WHAT YOU SHOULD DO: Only one stretch of the records below should be repeated. It starts with the line containing "positive clicks: (327, 208) (325, 199)" and goes on through the line containing "rough mask: <svg", exactly as written.

GIVEN RECORDS:
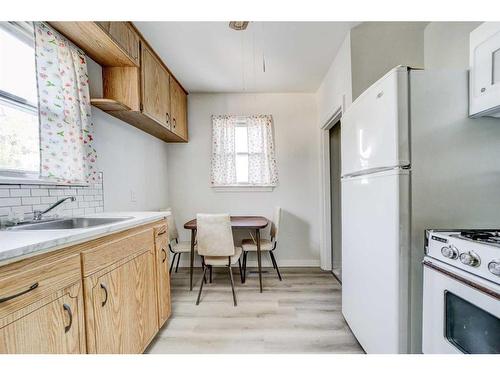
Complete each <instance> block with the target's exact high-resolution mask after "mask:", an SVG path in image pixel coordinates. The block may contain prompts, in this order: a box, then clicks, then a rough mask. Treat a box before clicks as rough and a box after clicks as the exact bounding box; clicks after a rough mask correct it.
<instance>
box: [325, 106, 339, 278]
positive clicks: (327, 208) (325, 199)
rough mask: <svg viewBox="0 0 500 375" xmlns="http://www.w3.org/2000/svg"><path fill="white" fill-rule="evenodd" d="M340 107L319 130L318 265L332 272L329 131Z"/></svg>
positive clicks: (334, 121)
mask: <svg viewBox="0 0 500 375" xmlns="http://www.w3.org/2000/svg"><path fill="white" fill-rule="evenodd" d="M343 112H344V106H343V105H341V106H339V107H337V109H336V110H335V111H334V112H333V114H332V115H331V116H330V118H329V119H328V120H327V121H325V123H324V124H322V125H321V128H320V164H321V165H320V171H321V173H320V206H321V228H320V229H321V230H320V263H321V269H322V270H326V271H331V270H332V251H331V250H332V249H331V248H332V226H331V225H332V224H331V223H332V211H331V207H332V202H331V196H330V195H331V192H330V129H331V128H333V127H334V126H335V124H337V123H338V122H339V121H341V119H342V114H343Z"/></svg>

COMPLETED EXERCISE:
positive clicks: (327, 208) (325, 199)
rough mask: <svg viewBox="0 0 500 375" xmlns="http://www.w3.org/2000/svg"><path fill="white" fill-rule="evenodd" d="M340 107L319 130L318 265L332 272L329 131Z"/></svg>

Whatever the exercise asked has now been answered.